- [Aim 1]
Summarize the post about quiet in two sentences.
- [Aim 2]
Retype the post about quiet from "Saturday, January 7, 2017" up to and including "as in here.".

- [Text excerpt]
-- Begin --
Saturday, January 7, 2017

A Lesson in Quietude

       The quiet of the mostly industrial block, peppered by an Irish corner bar, a handful of obnoxious, weekender assholes, and some Kosovo oil workers, always gave me solace. Sometimes, the quiet is lonely. Especially in the winter, when nothing moves. Even the cold wind seems to gut everything's kinetic energy to its core, leaving it stranded, frozen solid, unable to move. A dead series of blues into the water, the same sky, the Staten Island treeline, bumped and peaked into Guido hairstyles. Out there, just as quiet as in here.

       I have never been one of those people who couldn't sleep due to noise, or sounds. Truth be told, when quiet, gentle voices are in the next room or a few rooms away, speaking low and thoughtful, it is immensely comforting. Something about falling asleep on Christmas Eve in my childhood bed, listening to my parents, relatives, talk in the same low manner about family stories of old, tales and troubles and memories, while sipping familial brandy. That, or the television. But I need the knowledge that someone is watching the television that I am listening to play out in the next room. Television with no one there is a crime scene, isn't it?
-- End --
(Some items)
-- Begin --
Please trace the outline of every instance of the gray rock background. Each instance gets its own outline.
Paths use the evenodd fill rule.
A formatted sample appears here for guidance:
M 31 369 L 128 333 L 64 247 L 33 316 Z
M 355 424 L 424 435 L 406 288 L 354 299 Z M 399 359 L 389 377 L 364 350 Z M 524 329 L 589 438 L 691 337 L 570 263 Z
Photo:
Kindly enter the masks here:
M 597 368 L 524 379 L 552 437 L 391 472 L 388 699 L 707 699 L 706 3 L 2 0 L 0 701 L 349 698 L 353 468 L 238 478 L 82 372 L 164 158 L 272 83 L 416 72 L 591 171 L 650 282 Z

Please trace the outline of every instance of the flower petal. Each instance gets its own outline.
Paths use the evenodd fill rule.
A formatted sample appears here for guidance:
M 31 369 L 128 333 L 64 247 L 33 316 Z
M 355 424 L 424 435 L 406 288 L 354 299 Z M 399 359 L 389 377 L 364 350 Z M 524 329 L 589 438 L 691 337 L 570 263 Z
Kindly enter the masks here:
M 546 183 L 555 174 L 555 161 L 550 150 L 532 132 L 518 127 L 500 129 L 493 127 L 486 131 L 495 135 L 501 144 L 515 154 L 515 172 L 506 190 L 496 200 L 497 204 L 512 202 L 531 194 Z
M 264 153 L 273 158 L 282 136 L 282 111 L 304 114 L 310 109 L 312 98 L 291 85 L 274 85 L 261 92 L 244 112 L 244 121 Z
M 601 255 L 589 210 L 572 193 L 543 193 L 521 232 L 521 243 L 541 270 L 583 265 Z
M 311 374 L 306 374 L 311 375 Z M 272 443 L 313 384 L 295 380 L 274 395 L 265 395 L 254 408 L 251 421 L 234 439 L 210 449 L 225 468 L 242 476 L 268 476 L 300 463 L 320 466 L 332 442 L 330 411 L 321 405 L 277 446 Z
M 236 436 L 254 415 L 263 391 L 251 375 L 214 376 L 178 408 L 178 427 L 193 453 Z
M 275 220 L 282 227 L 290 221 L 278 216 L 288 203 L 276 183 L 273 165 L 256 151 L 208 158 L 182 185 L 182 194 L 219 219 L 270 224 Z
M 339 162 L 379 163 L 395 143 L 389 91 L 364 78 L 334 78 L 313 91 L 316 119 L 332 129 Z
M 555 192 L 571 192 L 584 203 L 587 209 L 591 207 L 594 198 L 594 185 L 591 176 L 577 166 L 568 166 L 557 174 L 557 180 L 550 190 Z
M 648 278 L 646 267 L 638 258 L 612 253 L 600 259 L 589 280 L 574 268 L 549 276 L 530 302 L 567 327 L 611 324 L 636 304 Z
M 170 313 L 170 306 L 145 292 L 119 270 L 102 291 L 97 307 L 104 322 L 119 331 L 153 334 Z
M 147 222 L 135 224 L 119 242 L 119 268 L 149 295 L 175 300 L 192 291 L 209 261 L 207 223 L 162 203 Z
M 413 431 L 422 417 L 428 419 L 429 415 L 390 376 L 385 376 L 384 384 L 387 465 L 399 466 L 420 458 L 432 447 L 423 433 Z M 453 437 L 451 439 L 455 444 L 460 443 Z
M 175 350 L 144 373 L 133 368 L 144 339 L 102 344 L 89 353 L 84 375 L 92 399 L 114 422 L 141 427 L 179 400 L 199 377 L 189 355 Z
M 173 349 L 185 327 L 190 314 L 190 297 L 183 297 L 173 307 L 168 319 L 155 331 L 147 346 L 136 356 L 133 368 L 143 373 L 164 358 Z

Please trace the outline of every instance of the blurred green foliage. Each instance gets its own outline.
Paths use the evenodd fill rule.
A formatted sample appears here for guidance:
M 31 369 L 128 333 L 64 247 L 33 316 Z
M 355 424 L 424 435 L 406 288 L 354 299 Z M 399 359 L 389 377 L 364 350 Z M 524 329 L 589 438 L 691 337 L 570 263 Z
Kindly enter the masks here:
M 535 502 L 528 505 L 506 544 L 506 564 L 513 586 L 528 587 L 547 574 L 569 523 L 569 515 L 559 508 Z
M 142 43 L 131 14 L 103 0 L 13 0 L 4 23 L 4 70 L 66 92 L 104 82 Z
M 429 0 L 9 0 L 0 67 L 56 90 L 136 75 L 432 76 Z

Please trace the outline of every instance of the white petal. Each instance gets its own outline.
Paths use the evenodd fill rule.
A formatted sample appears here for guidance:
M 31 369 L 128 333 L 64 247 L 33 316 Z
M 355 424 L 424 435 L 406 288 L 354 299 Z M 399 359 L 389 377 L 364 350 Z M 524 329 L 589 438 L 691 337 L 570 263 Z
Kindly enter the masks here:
-- End --
-- Begin --
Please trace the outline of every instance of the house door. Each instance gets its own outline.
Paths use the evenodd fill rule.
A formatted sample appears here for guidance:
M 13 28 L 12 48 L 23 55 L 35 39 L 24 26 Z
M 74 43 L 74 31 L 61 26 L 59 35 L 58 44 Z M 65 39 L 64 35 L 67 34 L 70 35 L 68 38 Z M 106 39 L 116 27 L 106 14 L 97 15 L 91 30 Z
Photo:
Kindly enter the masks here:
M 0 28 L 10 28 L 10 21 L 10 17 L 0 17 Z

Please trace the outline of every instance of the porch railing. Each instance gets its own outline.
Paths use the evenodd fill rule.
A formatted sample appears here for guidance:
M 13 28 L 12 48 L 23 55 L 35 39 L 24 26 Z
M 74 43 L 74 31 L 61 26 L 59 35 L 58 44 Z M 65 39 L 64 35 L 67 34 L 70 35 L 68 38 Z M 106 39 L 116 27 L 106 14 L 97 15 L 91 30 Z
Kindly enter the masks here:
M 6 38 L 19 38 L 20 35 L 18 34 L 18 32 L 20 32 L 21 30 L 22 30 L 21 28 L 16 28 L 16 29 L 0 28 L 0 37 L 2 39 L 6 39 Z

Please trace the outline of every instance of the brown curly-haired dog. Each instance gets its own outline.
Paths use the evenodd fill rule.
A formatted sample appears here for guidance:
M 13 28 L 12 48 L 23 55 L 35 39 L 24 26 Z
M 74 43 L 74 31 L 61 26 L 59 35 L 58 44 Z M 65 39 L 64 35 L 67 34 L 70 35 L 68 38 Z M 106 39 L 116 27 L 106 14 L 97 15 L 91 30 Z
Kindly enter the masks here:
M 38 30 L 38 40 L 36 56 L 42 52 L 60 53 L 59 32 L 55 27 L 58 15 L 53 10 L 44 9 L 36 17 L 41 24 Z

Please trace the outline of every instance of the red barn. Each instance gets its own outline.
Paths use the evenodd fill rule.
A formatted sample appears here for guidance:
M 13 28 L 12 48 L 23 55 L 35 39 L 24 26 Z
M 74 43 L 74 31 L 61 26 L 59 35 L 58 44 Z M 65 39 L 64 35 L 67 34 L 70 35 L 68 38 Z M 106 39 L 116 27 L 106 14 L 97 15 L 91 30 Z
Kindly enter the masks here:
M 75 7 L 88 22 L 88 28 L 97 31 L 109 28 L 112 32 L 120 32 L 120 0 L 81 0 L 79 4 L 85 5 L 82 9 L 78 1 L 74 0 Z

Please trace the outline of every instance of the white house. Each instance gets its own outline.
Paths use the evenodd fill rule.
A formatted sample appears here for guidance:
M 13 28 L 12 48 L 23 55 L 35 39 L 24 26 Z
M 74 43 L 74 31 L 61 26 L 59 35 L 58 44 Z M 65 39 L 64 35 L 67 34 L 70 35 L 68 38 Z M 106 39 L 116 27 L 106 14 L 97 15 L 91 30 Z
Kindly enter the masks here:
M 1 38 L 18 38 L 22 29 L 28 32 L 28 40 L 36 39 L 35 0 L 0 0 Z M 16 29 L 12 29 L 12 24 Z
-- End --
-- Begin --
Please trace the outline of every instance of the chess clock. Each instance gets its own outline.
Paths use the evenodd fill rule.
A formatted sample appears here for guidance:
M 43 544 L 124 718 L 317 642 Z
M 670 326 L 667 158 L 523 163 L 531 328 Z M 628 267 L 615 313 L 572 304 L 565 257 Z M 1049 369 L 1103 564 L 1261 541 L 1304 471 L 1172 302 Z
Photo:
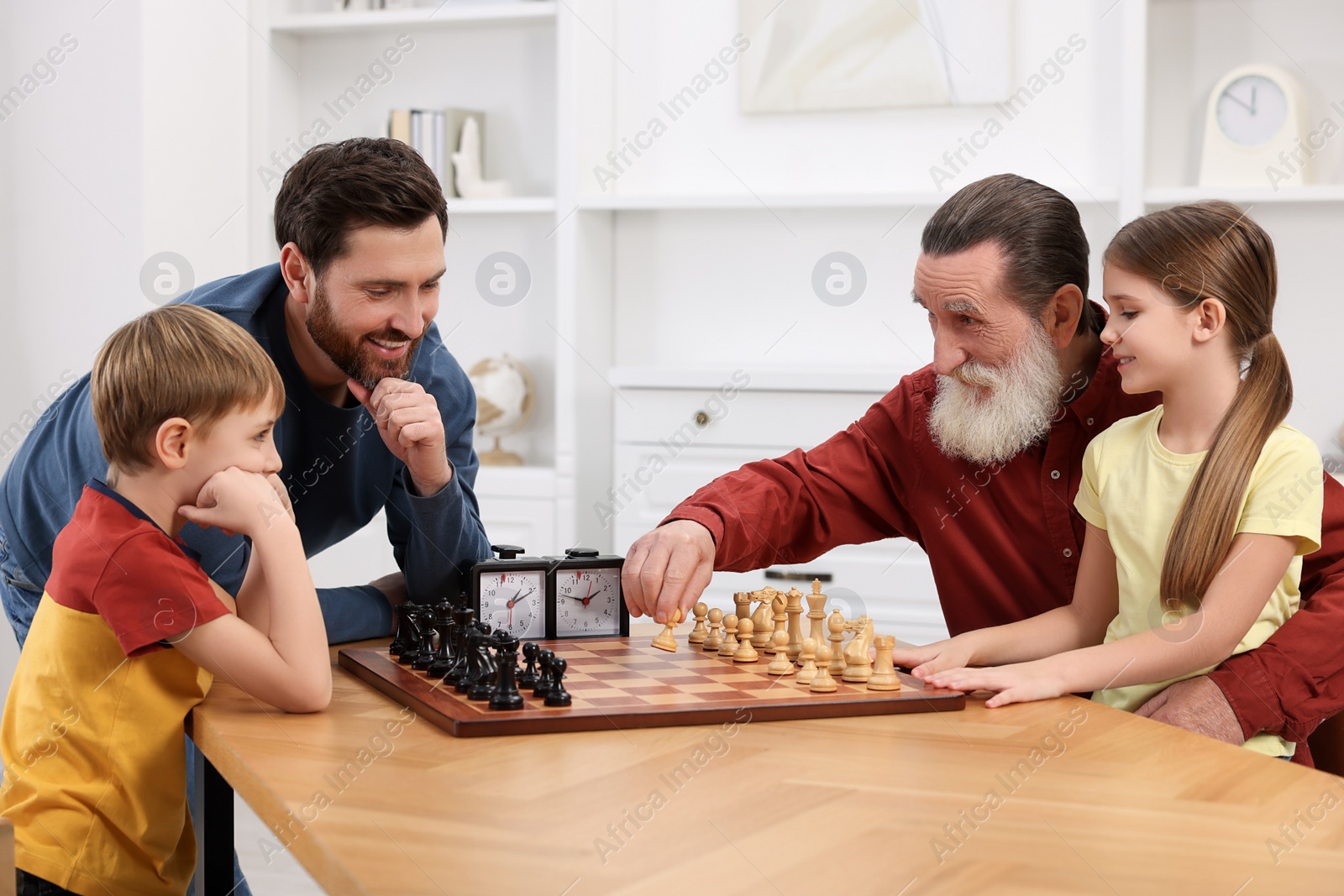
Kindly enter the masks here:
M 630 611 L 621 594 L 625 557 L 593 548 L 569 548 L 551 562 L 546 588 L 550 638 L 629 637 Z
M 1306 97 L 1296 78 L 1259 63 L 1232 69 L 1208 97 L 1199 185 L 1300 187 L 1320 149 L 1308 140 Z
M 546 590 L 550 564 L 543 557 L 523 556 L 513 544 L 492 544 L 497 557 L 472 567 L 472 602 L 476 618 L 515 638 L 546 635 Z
-- End --
- [Task solution 1]
The writer has always found solace in the quiet of a mostly industrial block, though in winter, when nothing moves, that quiet can feel lonely. The writer has never had trouble sleeping because of noise and is comforted by low voices or a television in the next room, as long as someone is there watching it.

- [Task solution 2]
Saturday, January 7, 2017

A Lesson in Quietude

       The quiet of the mostly industrial block, peppered by an Irish corner bar, a handful of obnoxious, weekender assholes, and some Kosovo oil workers, always gave me solace. Sometimes, the quiet is lonely. Especially in the winter, when nothing moves. Even the cold wind seems to gut everything's kinetic energy to its core, leaving it stranded, frozen solid, unable to move. A dead series of blues into the water, the same sky, the Staten Island treeline, bumped and peaked into Guido hairstyles. Out there, just as quiet as in here.